→ **Objectif a**
Reproduisez à l'identique le passage du texte sur la coopération franco-ukrainienne qui commence par « M. Frédéric CHOLÉ, Délégué » et se poursuit jusqu'à « de juillet 2025. ».

→ **Extrait du texte**
......

Ce webinaire, à destination des élus et agents de collectivités, a été organisé à l’initiative de la délégation pour les collectivités territoriales et la société civile du Ministère de l’Europe et des affaires étrangères, en présence de M. Pierre HEILBRONN, Envoyé spécial du Président de la République pour l’aide et la reconstruction de l’Ukraine, et M. Geoffroy DIDIER, Président délégué de la région d’Ile-de-France.
M. Frédéric CHOLÉ, Délégué pour les collectivités territoriales et la société civile au ministère de l’Europe et des affaires étrangères
La coopération décentralisée franco-ukrainienne, c’est :
- 20 millions d’euros en matière d’aide des collectivités territoriales en 2022 ;
- plus de 50 collectivités territoriales françaises jumelées ou en cours de jumelage avec des collectivités ukrainiennes ;
- un appel à projets franco-ukrainien 2025 : clôturé vendredi dernier, plus d’une vingtaine de projets y ont été présentés ;
- le volet territorial de l’aide à la reconstruction de l’Ukraine sera évoqué lors du sommet de Rome de juillet 2025.
M. Geoffroy DIDIER, Président délégué de la région d’Ile-de-France
La diplomatie gouvernementale et l’action internationale des collectivités territoriales sont parfaitement complémentaires sur ce sujet. Cet alignement est rendu possible, car il s’agit d’une collaboration historique entre des acteurs qui ont appris de longue date à travailler ensemble, et car les collectivités territoriales françaises ont une expertise à valoriser (par exemple, le projet urbain d’Erevan pour la région Ile-de-France) et sont des acteurs particulièrement agiles face aux crises.
Ainsi, depuis l’invasion russe, l’Ile-de-France a agi de plusieurs manières. La région a d’abord fourni une aide d’urgence à travers des associations comme la Croix Rouge (livraison de kits d’hygiène, de groupes électrogènes, d’un bloc opératoire, de chauffages à bois, etc.) et en accueillant et hébergeant des étudiants ukrainiens.

......

→ **Enregistrements fournis**
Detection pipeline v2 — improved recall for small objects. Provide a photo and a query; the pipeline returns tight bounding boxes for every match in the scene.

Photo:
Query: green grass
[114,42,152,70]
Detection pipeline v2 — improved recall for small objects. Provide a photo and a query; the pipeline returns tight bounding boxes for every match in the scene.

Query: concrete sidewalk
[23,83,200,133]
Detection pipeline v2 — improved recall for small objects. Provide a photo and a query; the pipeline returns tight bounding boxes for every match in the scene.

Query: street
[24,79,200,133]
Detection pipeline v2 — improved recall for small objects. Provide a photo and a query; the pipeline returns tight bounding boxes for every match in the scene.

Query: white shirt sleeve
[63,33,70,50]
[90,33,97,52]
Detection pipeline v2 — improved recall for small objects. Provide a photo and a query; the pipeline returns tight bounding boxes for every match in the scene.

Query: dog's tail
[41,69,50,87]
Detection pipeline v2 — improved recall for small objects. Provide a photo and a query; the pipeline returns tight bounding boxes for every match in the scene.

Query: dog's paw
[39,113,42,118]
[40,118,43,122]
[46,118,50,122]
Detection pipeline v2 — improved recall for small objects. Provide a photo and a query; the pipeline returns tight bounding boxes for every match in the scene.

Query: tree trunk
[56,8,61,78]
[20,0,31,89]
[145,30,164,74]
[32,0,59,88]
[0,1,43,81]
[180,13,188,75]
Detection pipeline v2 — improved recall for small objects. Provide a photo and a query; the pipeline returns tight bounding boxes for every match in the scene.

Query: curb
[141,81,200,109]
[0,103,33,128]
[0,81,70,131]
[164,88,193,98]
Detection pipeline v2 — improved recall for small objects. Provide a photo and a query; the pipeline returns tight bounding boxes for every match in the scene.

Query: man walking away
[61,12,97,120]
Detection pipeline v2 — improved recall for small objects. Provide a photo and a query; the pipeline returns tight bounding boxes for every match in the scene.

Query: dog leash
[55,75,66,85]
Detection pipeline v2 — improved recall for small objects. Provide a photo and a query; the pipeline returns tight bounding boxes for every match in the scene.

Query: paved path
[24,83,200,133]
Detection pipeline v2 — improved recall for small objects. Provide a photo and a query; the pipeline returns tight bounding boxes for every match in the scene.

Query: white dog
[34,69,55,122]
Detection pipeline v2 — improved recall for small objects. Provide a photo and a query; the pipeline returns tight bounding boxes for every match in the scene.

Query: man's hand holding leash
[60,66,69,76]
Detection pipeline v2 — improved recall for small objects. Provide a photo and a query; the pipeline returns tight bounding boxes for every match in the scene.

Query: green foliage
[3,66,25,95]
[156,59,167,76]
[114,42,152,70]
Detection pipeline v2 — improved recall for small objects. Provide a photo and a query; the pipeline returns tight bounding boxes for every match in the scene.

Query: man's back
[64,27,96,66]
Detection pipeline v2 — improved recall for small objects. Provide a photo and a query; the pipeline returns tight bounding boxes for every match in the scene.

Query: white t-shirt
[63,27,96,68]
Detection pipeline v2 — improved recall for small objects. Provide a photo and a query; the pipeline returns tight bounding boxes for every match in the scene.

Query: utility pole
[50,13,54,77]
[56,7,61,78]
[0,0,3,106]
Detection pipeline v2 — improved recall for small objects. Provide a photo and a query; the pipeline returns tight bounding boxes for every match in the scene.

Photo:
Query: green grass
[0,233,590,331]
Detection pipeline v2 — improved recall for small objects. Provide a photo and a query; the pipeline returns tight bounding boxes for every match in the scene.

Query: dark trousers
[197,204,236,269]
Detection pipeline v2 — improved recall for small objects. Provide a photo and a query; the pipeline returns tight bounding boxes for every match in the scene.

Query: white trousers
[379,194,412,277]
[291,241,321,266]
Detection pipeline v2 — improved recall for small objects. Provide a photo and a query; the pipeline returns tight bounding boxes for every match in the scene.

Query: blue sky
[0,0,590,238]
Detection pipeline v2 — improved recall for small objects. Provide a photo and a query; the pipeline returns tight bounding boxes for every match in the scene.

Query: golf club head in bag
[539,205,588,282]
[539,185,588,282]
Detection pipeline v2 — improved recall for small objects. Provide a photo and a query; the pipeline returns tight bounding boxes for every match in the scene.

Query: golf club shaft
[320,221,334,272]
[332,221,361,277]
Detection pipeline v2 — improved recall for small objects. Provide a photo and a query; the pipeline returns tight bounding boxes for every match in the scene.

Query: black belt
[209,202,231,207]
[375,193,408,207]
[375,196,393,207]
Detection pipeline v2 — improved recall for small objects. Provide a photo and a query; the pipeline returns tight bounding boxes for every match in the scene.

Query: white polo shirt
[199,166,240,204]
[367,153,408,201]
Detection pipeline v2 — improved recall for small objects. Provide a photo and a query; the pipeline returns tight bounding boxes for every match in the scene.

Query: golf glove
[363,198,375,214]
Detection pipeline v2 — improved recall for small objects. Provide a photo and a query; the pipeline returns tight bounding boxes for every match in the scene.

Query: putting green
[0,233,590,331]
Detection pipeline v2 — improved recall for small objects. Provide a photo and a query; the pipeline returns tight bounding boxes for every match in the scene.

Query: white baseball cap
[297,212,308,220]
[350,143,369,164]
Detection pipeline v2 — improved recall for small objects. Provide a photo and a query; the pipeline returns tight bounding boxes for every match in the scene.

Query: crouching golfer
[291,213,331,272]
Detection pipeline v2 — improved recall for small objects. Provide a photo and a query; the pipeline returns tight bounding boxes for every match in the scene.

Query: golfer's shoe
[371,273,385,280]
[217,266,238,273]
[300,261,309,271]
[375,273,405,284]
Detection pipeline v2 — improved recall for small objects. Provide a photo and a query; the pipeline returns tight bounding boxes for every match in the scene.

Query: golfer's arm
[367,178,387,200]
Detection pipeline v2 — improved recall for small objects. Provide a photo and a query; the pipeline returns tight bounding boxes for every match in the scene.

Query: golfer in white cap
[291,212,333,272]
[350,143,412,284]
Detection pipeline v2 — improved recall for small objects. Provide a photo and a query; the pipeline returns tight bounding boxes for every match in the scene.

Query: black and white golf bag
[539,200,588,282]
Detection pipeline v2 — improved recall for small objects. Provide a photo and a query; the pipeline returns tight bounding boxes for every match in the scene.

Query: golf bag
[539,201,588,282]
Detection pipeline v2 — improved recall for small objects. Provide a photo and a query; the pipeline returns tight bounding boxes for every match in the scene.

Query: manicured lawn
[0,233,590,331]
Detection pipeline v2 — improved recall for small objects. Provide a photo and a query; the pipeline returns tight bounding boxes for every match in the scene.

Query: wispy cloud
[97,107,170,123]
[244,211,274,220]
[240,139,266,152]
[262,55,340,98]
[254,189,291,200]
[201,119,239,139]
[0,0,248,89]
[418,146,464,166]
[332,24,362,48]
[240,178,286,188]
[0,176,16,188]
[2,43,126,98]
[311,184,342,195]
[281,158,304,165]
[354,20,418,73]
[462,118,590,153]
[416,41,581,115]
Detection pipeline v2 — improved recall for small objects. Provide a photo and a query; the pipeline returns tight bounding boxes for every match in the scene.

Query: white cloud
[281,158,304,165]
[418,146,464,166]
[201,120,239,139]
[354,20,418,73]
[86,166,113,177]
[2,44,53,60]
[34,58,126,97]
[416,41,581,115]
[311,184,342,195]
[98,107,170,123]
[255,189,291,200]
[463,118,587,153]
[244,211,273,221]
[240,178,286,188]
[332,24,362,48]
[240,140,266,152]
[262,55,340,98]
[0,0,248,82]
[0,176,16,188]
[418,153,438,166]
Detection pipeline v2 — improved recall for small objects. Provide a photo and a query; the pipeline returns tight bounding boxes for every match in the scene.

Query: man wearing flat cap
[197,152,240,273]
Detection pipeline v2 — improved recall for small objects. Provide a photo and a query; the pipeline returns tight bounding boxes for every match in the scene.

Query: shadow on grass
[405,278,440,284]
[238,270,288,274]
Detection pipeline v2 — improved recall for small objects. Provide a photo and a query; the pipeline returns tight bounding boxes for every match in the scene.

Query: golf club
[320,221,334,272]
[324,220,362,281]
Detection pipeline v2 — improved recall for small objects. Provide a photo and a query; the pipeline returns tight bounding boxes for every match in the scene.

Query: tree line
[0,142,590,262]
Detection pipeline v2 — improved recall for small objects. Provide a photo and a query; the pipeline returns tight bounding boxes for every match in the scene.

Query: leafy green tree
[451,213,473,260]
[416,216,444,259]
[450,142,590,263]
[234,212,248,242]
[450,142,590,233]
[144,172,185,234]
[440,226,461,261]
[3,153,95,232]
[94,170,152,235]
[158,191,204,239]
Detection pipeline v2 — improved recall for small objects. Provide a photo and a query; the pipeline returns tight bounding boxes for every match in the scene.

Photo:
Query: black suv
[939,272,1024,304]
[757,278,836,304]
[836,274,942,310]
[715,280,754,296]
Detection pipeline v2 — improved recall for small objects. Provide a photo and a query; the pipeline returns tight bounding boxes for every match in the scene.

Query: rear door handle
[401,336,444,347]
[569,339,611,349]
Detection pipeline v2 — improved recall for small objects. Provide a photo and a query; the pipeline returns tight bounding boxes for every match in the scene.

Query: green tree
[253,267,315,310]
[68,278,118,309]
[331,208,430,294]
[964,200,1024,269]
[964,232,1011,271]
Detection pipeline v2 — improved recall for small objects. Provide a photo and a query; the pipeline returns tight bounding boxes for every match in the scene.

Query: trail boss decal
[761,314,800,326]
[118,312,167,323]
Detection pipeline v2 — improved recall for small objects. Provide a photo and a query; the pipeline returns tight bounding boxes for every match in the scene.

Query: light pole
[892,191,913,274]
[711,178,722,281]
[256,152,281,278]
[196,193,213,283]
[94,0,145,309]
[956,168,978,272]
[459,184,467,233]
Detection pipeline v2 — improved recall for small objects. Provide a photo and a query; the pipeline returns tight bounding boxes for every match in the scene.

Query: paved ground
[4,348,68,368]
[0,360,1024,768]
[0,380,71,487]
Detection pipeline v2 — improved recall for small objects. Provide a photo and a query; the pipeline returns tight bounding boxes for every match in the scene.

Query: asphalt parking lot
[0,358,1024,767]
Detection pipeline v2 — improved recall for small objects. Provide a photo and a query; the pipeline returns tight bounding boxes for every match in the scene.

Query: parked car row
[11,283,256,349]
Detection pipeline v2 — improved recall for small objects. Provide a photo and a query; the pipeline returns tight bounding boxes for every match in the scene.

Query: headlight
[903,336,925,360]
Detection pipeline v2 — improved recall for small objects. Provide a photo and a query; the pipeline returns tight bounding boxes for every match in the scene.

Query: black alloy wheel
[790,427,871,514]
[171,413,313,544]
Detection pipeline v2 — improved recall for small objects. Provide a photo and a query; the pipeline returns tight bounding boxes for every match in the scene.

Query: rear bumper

......

→ **Objectif b**
Transcrivez mot pour mot les enregistrements, du tout début jusqu'à la ligne contenant « [46,118,50,122] » incluse, et rien de plus.

→ **Solution a**
M. Frédéric CHOLÉ, Délégué pour les collectivités territoriales et la société civile au ministère de l’Europe et des affaires étrangères
La coopération décentralisée franco-ukrainienne, c’est :
- 20 millions d’euros en matière d’aide des collectivités territoriales en 2022 ;
- plus de 50 collectivités territoriales françaises jumelées ou en cours de jumelage avec des collectivités ukrainiennes ;
- un appel à projets franco-ukrainien 2025 : clôturé vendredi dernier, plus d’une vingtaine de projets y ont été présentés ;
- le volet territorial de l’aide à la reconstruction de l’Ukraine sera évoqué lors du sommet de Rome de juillet 2025.

→ **Solution b**
Detection pipeline v2 — improved recall for small objects. Provide a photo and a query; the pipeline returns tight bounding boxes for every match in the scene.

Photo:
Query: green grass
[114,42,152,70]
Detection pipeline v2 — improved recall for small objects. Provide a photo and a query; the pipeline returns tight bounding boxes for every match in the scene.

Query: concrete sidewalk
[23,83,200,133]
Detection pipeline v2 — improved recall for small objects. Provide a photo and a query; the pipeline returns tight bounding boxes for every match in the scene.

Query: street
[24,79,200,133]
Detection pipeline v2 — improved recall for small objects. Provide a photo and a query; the pipeline returns tight bounding boxes for every match in the scene.

Query: white shirt sleeve
[63,33,70,50]
[90,33,97,52]
Detection pipeline v2 — improved recall for small objects. Provide a photo and a query; the pipeline returns tight bounding boxes for every match in the scene.

Query: dog's tail
[41,69,50,87]
Detection pipeline v2 — improved recall for small objects. Provide a photo and a query; the pipeline returns tight bounding boxes for every match in the scene.

Query: dog's paw
[39,113,42,118]
[40,118,43,122]
[46,118,50,122]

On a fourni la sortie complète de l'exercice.